Exercises ->
1/ In the tutorial on LlamaIndex ReAct agents, which file should the `.env` file be added to in order to avoid exposing API keys?
2/ Continue the tutorial on LlamaIndex ReAct agents from its final sentence.

Given text ->
##############################

# Building and Evaluating LlamaIndex ReAct Agents

You can install all the dependencies for this tutorial using:

In [None]:
%pip install litellm llama-index-embeddings-google-genai llama-index-llms-google-genai llama-index weave -q

We’ll use a `.env` file to manage API keys securely. You can also set them manually as environment variables, but for this tutorial, we’ll go ahead with a `.env` setup.  

Also include `.env` in your `.gitignore` to avoid accidentally exposing sensitive API keys.

In [None]:
from dotenv import load_dotenv

load_dotenv()

## Building ReAct Agent

ReAct breaks down complex tasks into a series of thoughts, actions, and observations, ReAct agents can tackle intricate problems with a level of transparency and adaptability that was previously challenging to achieve. This methodology allows for a more nuanced understanding of the agent’s decision-making process, making it easier for developers to debug, refine, and optimize LLM responses.

##############################

(Stored items)
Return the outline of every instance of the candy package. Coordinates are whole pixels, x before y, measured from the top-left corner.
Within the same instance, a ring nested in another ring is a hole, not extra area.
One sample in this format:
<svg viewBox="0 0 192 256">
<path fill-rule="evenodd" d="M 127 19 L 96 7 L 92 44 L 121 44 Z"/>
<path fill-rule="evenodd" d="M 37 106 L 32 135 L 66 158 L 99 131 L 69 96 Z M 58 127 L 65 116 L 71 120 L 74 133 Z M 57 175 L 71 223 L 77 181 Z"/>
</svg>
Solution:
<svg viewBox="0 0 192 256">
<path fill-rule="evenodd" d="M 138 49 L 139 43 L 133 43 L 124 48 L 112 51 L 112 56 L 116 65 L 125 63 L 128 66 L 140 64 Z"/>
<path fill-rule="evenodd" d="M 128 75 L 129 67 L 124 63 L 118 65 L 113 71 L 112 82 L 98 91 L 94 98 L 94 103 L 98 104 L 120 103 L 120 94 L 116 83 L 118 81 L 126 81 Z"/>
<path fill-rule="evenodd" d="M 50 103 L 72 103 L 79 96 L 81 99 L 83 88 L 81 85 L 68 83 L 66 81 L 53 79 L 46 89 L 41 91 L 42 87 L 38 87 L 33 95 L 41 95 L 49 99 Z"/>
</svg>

##############################

Answers by item ->
1/ The `.gitignore` file.

2/
### Defining the Tools and the LLM

In [2]:
from llama_index.llms.google_genai import GoogleGenAI
from google.genai import types

llm = GoogleGenAI(
    model="gemini-2.0-flash",
    generation_config=types.GenerateContentConfig(
        thinking_config=types.ThinkingConfig(thinking_budget=0)
    ),
)


def multiply(a: int, b: int) -> int:
    """Multiply two integers and returns the result integer"""
    return a * b


def add(a: int, b: int) -> int:
    """Add two integers and returns the result integer"""
    return a + b

Both GOOGLE_API_KEY and GEMINI_API_KEY are set. Using GOOGLE_API_KEY.


### Setting up the Agent

In [3]:
from llama_index.core.agent.workflow import ReActAgent


agent = ReActAgent(tools=[multiply, add], llm=llm)

### Try It Out!

In [4]:
from llama_index.core.agent.workflow import AgentStream

handler = agent.run("What is 20+(2*4)?")

async for ev in handler.stream_events():
    if isinstance(ev, AgentStream):
        print(f"{ev.delta}", end="", flush=True)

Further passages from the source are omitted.